Your goal
Turn only the stretch of the material from the line containing "of the firefighter." through the end into a numbered list, leaving out any blank lines.

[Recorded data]
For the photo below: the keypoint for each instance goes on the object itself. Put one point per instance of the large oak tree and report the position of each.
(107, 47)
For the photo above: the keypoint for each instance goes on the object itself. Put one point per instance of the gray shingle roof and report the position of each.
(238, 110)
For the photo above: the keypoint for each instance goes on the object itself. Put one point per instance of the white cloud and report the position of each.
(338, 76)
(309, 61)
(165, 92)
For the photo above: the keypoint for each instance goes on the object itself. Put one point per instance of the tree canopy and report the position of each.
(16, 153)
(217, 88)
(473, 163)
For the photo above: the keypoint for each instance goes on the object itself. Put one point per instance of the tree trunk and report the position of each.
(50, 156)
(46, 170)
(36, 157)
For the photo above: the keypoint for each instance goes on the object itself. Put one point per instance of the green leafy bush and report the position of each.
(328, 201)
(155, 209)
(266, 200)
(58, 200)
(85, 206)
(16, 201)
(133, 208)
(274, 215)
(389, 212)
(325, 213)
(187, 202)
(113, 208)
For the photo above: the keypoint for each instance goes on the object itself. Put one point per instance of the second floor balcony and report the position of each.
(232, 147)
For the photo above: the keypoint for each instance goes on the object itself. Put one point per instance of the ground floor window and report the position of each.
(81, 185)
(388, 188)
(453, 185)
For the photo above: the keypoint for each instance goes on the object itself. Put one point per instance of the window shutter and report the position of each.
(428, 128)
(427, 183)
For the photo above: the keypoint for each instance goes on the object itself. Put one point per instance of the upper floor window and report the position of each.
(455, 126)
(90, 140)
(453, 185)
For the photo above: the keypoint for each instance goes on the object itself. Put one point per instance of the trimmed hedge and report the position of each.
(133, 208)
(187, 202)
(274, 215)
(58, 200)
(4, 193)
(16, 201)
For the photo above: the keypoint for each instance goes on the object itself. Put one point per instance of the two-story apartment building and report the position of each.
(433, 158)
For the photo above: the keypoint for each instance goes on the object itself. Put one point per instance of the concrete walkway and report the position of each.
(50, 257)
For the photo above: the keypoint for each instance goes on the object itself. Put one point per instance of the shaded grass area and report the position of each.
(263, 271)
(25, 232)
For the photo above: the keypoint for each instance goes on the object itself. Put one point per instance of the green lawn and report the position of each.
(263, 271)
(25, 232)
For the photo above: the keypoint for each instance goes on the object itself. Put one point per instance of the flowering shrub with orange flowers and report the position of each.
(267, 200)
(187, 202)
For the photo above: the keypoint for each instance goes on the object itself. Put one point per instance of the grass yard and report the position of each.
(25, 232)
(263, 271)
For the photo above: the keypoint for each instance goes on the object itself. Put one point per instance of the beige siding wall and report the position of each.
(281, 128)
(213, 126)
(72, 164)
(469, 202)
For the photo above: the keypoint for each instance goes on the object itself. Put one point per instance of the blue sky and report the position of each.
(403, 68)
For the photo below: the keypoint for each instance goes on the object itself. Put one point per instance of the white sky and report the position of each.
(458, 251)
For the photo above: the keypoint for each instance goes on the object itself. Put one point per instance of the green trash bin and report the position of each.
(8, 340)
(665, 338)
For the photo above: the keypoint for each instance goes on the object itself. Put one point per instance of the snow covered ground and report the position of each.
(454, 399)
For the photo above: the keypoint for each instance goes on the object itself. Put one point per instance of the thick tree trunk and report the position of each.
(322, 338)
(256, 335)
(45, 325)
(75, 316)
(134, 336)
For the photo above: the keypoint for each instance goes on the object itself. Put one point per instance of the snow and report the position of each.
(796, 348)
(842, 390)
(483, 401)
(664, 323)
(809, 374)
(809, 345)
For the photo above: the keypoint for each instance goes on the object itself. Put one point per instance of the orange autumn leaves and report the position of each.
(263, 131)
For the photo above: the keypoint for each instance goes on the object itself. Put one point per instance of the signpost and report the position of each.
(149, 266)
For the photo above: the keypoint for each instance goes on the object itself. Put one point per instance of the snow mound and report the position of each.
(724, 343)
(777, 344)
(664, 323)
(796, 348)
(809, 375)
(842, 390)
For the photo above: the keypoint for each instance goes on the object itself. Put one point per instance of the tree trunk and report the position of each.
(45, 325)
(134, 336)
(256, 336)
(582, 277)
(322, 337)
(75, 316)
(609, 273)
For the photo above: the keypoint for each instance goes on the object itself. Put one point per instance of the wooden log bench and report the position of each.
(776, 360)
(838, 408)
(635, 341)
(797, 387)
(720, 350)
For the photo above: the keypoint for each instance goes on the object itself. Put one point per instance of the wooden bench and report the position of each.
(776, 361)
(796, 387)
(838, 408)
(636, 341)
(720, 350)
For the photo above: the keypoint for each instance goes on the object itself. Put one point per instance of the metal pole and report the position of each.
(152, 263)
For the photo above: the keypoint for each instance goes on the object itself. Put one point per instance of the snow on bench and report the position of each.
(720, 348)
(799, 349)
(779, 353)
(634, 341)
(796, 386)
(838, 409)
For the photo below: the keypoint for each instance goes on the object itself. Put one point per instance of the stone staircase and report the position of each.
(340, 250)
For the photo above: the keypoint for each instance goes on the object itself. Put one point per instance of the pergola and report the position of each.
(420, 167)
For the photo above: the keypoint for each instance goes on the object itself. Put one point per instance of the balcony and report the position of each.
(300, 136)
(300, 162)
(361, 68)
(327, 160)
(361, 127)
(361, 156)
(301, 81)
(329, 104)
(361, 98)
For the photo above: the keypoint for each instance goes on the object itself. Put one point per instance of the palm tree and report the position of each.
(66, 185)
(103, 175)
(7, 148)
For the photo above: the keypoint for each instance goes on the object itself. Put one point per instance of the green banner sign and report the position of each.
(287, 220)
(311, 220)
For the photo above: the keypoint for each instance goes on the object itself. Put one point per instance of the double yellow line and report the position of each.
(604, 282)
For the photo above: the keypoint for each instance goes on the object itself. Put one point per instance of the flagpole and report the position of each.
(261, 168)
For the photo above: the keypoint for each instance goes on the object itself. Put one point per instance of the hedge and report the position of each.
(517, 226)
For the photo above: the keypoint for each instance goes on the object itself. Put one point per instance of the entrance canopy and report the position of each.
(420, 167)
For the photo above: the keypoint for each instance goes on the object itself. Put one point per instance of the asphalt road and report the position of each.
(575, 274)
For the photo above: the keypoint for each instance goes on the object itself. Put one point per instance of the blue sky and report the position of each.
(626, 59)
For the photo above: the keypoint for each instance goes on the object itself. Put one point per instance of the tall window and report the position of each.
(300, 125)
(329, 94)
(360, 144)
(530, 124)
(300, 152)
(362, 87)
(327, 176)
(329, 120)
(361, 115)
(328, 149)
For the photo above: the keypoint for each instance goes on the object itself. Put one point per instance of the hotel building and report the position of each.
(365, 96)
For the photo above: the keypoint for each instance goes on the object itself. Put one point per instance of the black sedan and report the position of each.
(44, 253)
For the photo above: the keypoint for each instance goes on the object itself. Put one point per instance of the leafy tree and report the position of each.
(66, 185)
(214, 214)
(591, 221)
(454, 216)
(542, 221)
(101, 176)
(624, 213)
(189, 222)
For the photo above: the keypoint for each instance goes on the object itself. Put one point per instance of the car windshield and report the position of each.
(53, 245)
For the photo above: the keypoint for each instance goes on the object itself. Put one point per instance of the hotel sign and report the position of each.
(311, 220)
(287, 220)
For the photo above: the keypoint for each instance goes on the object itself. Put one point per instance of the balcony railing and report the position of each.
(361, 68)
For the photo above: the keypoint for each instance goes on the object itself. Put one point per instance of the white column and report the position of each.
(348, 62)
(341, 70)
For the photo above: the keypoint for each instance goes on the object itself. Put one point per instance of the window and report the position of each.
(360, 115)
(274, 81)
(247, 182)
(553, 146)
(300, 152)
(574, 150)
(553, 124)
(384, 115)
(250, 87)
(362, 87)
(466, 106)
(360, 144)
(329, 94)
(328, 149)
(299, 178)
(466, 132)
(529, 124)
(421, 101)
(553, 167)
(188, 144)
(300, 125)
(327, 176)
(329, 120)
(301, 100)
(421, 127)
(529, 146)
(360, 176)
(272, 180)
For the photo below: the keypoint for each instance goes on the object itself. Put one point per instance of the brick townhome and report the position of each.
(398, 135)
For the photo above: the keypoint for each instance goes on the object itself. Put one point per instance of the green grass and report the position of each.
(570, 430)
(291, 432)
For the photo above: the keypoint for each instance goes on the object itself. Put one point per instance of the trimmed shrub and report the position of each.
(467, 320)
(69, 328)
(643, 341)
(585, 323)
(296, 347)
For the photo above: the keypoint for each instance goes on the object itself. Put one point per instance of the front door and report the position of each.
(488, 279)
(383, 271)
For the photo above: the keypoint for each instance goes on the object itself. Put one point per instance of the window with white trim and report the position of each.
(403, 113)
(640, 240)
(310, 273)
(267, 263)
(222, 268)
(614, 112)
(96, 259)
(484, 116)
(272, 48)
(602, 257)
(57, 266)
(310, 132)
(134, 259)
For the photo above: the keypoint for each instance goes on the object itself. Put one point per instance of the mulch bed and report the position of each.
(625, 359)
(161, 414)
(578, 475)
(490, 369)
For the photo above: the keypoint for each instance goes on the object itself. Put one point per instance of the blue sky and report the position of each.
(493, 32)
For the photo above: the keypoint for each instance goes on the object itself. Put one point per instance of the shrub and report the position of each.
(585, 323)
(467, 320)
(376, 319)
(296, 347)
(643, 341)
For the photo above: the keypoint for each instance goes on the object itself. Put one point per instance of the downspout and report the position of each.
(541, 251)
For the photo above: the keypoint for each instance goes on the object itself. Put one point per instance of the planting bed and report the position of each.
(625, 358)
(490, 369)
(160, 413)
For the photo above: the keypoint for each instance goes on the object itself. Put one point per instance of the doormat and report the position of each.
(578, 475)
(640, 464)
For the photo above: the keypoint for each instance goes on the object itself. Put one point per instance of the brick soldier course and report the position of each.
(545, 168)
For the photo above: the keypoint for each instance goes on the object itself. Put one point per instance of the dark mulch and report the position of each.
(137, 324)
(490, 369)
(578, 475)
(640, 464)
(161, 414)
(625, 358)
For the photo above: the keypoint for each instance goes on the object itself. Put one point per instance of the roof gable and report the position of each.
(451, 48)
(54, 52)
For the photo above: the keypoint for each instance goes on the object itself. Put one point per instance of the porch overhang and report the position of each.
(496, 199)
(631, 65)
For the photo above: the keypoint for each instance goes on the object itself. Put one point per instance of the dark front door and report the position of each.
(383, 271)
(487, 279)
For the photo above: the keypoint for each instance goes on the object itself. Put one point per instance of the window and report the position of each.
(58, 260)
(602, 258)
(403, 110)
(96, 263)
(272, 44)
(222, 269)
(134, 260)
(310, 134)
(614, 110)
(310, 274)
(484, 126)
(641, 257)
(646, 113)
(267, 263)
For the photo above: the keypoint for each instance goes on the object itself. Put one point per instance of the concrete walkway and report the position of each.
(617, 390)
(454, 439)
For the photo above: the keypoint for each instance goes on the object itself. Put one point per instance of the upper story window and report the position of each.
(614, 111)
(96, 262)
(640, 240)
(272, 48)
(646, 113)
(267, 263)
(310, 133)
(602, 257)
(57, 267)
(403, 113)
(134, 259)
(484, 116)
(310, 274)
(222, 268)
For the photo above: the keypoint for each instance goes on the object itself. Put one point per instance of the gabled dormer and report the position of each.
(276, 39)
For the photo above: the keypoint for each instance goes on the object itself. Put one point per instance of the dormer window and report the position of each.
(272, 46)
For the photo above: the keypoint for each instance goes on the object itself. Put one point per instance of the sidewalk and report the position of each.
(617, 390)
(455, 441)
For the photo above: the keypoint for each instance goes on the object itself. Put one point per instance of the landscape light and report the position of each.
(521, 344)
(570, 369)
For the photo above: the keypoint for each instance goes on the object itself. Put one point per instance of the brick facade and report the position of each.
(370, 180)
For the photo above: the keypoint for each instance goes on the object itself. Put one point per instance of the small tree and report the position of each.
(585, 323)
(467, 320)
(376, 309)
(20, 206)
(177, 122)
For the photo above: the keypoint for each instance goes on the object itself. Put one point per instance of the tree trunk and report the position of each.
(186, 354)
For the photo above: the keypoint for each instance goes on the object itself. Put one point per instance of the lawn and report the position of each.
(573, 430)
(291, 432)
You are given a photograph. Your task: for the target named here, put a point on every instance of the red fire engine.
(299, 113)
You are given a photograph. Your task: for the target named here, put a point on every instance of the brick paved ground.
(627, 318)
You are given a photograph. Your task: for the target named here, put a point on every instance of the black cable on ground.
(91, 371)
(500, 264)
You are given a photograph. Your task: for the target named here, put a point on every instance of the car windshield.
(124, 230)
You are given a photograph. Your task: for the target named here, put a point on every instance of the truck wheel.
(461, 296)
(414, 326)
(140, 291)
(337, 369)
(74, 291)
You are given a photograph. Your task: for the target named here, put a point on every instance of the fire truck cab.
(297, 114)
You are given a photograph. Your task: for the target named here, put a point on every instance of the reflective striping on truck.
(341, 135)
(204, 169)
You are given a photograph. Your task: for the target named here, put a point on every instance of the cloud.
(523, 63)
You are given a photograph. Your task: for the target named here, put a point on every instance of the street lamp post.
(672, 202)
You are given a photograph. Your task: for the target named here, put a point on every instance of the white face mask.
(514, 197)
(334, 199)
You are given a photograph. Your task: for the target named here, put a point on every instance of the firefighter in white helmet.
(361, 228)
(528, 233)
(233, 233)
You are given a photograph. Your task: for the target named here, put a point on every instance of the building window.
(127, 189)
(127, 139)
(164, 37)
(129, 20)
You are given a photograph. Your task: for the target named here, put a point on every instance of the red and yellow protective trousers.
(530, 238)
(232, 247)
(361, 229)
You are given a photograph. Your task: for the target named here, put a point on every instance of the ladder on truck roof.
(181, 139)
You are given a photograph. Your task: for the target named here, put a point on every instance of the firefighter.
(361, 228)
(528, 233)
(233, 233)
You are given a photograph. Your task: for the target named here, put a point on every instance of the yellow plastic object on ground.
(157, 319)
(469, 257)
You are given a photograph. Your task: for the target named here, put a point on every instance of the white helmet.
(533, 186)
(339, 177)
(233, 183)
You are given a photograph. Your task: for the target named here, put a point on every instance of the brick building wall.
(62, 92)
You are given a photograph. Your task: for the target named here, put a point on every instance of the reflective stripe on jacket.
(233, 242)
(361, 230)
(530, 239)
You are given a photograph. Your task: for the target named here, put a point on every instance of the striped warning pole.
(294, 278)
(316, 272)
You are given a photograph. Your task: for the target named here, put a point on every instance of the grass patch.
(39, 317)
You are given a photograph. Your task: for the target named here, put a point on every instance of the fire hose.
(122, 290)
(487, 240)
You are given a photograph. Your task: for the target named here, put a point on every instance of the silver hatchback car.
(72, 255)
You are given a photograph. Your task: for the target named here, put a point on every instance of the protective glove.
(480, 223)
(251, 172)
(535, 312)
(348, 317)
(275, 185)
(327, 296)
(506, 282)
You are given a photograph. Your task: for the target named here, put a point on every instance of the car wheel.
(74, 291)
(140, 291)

Result
1. You are given a photograph. Your task: for the target named here, put a point on every instance of the firefighter.
2. (361, 228)
3. (528, 233)
4. (233, 233)
5. You are given a photograph. Your task: for the target named here, put a point on every instance of the yellow plastic object on ground.
6. (157, 319)
7. (469, 257)
8. You are given a photograph. Your task: for the target named here, put a point on every instance of the white helmet.
9. (533, 186)
10. (339, 177)
11. (233, 183)
12. You are given a photograph. Your task: for the target named here, put a point on every instance of the brick building wall.
13. (62, 92)
14. You are given a photograph. Your task: for the target named here, put a point on every instance of the reflective stripe on jacket.
15. (233, 242)
16. (361, 230)
17. (530, 239)
18. You are given a photograph. Your task: for the target named here, put a point on every instance of the striped warning pole.
19. (294, 278)
20. (316, 272)
21. You are given a photograph. Your task: for the target named here, put a point on every instance of the grass patch.
22. (39, 317)
23. You are given a photograph. Your task: for the target named here, put a point on every instance of the fire hose.
24. (122, 290)
25. (487, 240)
26. You are given a photograph. Your task: for the target named here, put a point on every instance of the silver hatchback car.
27. (72, 255)
28. You are given a photograph. Your task: for the target named here, put a point on every instance of the protective glove.
29. (480, 223)
30. (251, 172)
31. (535, 312)
32. (348, 317)
33. (275, 185)
34. (327, 296)
35. (506, 282)
36. You are given a photograph. Your task: for the target named here, put a point on every instance of the car wheel.
37. (74, 291)
38. (140, 291)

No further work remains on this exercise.